Description of the task:
Every record must be written out once more, with nothing added or omitted.

Material for this task:
^^^^^^^^^^^^^^^^

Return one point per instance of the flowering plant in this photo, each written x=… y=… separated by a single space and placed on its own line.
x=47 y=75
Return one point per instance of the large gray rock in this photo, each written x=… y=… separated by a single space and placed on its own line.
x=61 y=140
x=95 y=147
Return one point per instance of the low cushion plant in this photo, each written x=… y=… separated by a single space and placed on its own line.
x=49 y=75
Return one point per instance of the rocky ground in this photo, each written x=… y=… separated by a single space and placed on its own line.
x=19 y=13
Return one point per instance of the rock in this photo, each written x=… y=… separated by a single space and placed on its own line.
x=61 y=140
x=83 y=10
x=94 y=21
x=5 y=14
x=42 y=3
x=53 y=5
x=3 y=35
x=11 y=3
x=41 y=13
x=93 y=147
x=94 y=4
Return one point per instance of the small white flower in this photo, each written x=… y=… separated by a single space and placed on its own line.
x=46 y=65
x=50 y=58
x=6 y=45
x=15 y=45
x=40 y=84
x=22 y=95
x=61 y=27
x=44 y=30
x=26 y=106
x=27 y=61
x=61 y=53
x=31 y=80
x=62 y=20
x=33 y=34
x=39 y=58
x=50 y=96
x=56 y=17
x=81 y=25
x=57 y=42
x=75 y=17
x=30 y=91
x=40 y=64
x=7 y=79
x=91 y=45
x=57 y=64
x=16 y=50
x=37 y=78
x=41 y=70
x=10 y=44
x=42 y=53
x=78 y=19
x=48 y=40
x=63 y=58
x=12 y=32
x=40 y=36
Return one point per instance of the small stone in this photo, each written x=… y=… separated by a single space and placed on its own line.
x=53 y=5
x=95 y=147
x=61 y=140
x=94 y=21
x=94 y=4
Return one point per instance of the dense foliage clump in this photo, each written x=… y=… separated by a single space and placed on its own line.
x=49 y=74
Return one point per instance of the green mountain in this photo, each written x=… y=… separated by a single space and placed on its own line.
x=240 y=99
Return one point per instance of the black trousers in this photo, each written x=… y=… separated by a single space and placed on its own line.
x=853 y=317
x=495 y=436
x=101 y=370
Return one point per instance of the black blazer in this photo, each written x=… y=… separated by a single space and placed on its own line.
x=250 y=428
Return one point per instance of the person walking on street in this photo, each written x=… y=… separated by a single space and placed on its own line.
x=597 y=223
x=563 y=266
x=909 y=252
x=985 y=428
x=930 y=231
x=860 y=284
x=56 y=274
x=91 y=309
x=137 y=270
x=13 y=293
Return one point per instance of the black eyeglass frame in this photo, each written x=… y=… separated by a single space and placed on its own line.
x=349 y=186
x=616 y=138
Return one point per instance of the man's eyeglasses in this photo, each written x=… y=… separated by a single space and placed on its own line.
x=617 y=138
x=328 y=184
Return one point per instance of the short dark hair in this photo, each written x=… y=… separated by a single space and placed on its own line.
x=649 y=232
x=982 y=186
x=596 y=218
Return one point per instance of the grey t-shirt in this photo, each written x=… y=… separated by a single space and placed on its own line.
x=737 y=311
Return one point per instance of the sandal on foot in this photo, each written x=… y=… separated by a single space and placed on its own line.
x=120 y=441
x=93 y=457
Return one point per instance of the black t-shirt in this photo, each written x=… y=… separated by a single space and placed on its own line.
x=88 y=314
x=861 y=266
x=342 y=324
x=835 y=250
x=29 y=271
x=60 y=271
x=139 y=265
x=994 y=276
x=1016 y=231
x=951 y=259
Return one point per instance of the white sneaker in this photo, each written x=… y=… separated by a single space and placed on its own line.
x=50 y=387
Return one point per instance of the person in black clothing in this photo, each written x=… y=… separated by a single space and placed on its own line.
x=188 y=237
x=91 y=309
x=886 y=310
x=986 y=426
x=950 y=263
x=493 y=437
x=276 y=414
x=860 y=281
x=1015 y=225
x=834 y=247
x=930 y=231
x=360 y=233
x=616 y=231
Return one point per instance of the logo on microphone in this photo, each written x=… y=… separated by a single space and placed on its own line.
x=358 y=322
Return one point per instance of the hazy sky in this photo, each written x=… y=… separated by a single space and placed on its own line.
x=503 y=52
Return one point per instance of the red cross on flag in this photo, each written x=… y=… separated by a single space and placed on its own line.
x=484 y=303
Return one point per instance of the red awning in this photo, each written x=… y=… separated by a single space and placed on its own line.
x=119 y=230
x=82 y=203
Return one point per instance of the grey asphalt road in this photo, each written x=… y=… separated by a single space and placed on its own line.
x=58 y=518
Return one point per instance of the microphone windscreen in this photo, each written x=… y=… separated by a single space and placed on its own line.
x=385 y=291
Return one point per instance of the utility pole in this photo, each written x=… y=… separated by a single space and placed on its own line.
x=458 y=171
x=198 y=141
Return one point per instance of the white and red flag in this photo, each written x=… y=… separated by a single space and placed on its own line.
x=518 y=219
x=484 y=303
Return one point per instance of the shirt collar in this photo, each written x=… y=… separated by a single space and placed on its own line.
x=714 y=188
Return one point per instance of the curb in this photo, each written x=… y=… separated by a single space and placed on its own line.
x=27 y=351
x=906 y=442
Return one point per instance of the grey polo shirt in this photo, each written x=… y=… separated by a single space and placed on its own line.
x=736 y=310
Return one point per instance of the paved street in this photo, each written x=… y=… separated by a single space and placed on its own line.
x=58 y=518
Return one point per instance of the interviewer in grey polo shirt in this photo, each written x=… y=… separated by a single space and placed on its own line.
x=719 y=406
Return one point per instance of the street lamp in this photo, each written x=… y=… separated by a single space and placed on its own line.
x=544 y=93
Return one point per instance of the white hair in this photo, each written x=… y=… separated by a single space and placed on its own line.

^^^^^^^^^^^^^^^^

Final result:
Return one point per instance of the flowering plant in this photo, each written x=… y=… separated by a single space and placed on its own line.
x=47 y=75
Return one point per instance of the large gray rock in this photo, each written x=… y=… separated by a single space and placed on its own line.
x=61 y=140
x=95 y=147
Return one point per instance of the low cushion plant in this photo, each written x=… y=… separated by a single space and placed on its own line.
x=49 y=75
Return one point per instance of the rocky ground in this photo, each written x=… y=… separated by a single space and placed on its own line.
x=19 y=13
Return one point per instance of the rock in this photo, each written x=… y=… separated by a single space and placed on its own line.
x=61 y=140
x=83 y=10
x=94 y=21
x=5 y=14
x=42 y=3
x=53 y=5
x=3 y=35
x=11 y=3
x=41 y=13
x=93 y=147
x=94 y=4
Return one point per instance of the small white flower in this photo, each written x=… y=… separated by a single space and placed on its own line.
x=46 y=65
x=50 y=58
x=6 y=45
x=15 y=45
x=40 y=84
x=22 y=95
x=61 y=27
x=44 y=30
x=26 y=106
x=27 y=61
x=61 y=53
x=31 y=80
x=62 y=20
x=33 y=34
x=39 y=58
x=50 y=96
x=56 y=17
x=81 y=25
x=57 y=42
x=75 y=17
x=30 y=91
x=40 y=64
x=7 y=79
x=91 y=45
x=57 y=64
x=16 y=50
x=37 y=78
x=41 y=70
x=10 y=44
x=42 y=53
x=78 y=19
x=48 y=40
x=63 y=58
x=12 y=32
x=40 y=36
Return one point per instance of the small stone in this photo, each written x=… y=… separated by a single space and placed on its own line.
x=53 y=5
x=95 y=147
x=61 y=140
x=94 y=21
x=94 y=4
Return one point per instance of the dense foliage clump in this photo, each written x=… y=… separated by a single space and placed on its own line.
x=49 y=74
Return one point per instance of the green mountain in this photo, each written x=… y=… separated by a single space and placed on its own line.
x=240 y=99
Return one point per instance of the black trousers in this photo, each written x=… y=… separated by a single space and placed on its own line.
x=853 y=317
x=495 y=436
x=101 y=370
Return one point per instance of the black blazer in this photo, each written x=… y=… separated by a single space and placed on its own line.
x=250 y=428
Return one point per instance of the person walking on street in this photo, each written x=… y=… separated by a single space and placed on its own line.
x=597 y=223
x=563 y=266
x=909 y=252
x=985 y=428
x=930 y=231
x=860 y=284
x=56 y=274
x=91 y=309
x=137 y=270
x=13 y=293
Return one point per instance of the black eyeglass frame in this photo, each written x=… y=… separated by a single space and placed on its own line.
x=349 y=186
x=616 y=138
Return one point per instance of the man's eyeglasses in this photo, each written x=… y=… separated by a single space and placed on its own line.
x=617 y=138
x=328 y=184
Return one point per instance of the short dark hair in this photo, each written x=… y=… separated by a single space and placed on its own line.
x=649 y=232
x=982 y=186
x=596 y=218
Return one point per instance of the grey t-shirt in this photo, each written x=… y=… separated by a single space and placed on its own line.
x=737 y=311
Return one point per instance of the sandal on foot in this photo, each written x=… y=… separated by a single space and placed on its own line.
x=120 y=441
x=93 y=457
Return one point per instance of the black t-shirt in this photo, each written x=… y=… separated by a single space and placed on its own line.
x=88 y=314
x=861 y=266
x=342 y=324
x=835 y=250
x=29 y=271
x=60 y=271
x=139 y=265
x=994 y=276
x=1016 y=231
x=951 y=259
Return one point per instance of the white sneaker in this photo, each written x=… y=… separated by a single space and placed on its own line.
x=50 y=387
Return one point per instance of the person in black clothing in this photo, each written x=… y=… separated by a single space and placed on its own line.
x=188 y=237
x=91 y=309
x=886 y=310
x=986 y=426
x=950 y=263
x=493 y=437
x=276 y=414
x=860 y=281
x=1015 y=225
x=834 y=247
x=930 y=231
x=360 y=233
x=616 y=231
Return one point per instance of the logo on microphone in this photo, each written x=… y=… separated by a single space and placed on its own line.
x=358 y=322
Return one point per instance of the hazy sky in this photo, each written x=… y=… separated by a single space and placed on its own line.
x=503 y=52
Return one point per instance of the red cross on flag in this photo, each written x=… y=… separated by a single space and placed on its own line.
x=484 y=303
Return one point per instance of the red awning in this photo, each written x=… y=… separated by a single space and placed on its own line.
x=119 y=230
x=82 y=203
Return one point per instance of the grey asphalt road in this photo, each written x=… y=… separated by a single space and placed on its own line.
x=58 y=518
Return one point per instance of the microphone windscreen in this photo, each written x=… y=… separated by a single space and placed on its own line.
x=385 y=291
Return one point per instance of the utility pole in this photo, each written x=… y=… separated by a single space and placed on its own line.
x=458 y=171
x=198 y=141
Return one point per instance of the white and red flag in this photo, each written x=… y=… separated by a single space and placed on its own line.
x=518 y=219
x=484 y=303
Return one point per instance of the shirt collar in this photo, each written x=… y=… separated by a single space and placed on its own line.
x=714 y=188
Return one point per instance of the curb in this photo, each written x=… y=… separated by a single space and placed on its own line.
x=27 y=351
x=906 y=442
Return one point per instance of the grey polo shirt in this photo, each written x=… y=… separated by a single space and placed on its own line.
x=736 y=310
Return one point per instance of the paved street in this photo, each written x=… y=… separated by a single space and placed on its own line.
x=58 y=518
Return one point per instance of the interviewer in grey polo shirt in this photo, each written x=… y=… separated by a single space and placed on its own line.
x=719 y=406
Return one point per instance of the street lamp in this photo, each written x=… y=… separated by a single space and placed on its own line.
x=544 y=93
Return one point per instance of the white hair in this photo, each written x=… y=… separated by a single space and placed on its own line.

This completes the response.